TASK GOAL: Scan the records for the string "door"; copy each line where it occurs.

******************************

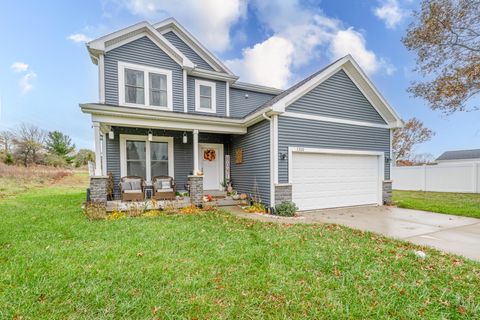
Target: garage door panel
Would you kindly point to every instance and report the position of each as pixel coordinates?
(334, 180)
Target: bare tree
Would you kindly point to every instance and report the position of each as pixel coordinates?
(404, 139)
(6, 141)
(445, 35)
(29, 142)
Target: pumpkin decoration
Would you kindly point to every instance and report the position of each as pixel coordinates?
(209, 155)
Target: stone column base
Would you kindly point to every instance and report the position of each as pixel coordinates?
(196, 190)
(98, 189)
(387, 192)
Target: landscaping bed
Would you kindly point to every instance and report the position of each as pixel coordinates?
(56, 264)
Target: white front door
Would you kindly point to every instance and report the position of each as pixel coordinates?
(211, 164)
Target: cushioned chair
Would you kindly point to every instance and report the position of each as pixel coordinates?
(163, 188)
(132, 188)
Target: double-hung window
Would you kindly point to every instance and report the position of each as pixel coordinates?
(144, 158)
(143, 86)
(205, 96)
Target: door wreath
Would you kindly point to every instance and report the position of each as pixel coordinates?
(209, 155)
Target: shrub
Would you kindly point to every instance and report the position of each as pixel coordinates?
(95, 210)
(286, 209)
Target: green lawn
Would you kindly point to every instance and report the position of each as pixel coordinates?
(460, 204)
(54, 264)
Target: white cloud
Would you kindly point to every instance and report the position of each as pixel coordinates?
(26, 81)
(79, 38)
(266, 63)
(308, 35)
(390, 13)
(19, 66)
(209, 20)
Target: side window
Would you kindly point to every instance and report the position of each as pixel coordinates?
(205, 96)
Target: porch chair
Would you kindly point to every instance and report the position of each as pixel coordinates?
(132, 188)
(163, 188)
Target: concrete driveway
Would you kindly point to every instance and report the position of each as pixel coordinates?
(454, 234)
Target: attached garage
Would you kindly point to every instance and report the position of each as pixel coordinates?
(325, 178)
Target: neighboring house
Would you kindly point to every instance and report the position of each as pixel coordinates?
(459, 157)
(167, 105)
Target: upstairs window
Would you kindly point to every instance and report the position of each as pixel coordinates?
(205, 96)
(143, 86)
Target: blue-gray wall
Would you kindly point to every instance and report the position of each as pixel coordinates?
(240, 105)
(294, 132)
(141, 51)
(256, 161)
(182, 153)
(221, 88)
(337, 97)
(187, 51)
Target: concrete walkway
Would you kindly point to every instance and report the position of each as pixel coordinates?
(453, 234)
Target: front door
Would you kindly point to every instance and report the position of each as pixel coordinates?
(211, 163)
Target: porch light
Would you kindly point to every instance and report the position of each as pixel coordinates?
(185, 138)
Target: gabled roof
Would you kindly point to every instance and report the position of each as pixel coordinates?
(280, 102)
(120, 37)
(171, 24)
(460, 155)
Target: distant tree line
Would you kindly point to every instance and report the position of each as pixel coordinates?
(30, 145)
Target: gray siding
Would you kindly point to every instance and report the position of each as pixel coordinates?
(141, 51)
(293, 132)
(256, 161)
(187, 51)
(182, 153)
(240, 106)
(337, 97)
(221, 88)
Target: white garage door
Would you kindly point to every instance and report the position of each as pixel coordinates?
(324, 180)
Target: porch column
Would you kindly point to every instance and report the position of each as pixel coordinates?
(98, 149)
(195, 152)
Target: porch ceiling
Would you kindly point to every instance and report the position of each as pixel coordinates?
(109, 115)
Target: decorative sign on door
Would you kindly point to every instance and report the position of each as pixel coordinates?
(238, 156)
(209, 155)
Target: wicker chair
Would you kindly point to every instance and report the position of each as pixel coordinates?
(129, 192)
(162, 192)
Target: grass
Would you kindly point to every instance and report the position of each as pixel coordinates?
(18, 179)
(460, 204)
(55, 264)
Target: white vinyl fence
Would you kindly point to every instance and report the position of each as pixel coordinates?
(441, 178)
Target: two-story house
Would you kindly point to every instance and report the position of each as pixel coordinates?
(167, 106)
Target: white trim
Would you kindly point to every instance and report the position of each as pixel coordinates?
(185, 95)
(146, 70)
(123, 153)
(98, 46)
(212, 75)
(256, 88)
(104, 154)
(101, 78)
(213, 87)
(195, 151)
(221, 163)
(335, 120)
(227, 99)
(98, 148)
(379, 154)
(171, 24)
(349, 65)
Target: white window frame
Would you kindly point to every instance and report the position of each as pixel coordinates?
(146, 80)
(123, 153)
(213, 87)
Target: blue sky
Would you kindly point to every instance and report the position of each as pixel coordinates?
(45, 70)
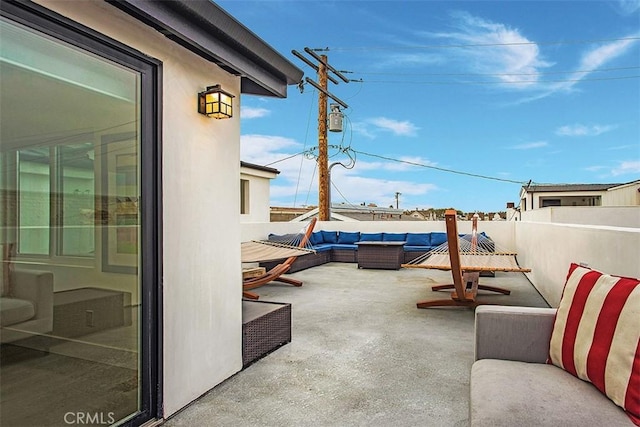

******************************

EXPECTED OUTPUT:
Target: garage door panel
Target: white front door
Target: door wreath
Target: front door
Target: white garage door
Target: decorative sign on door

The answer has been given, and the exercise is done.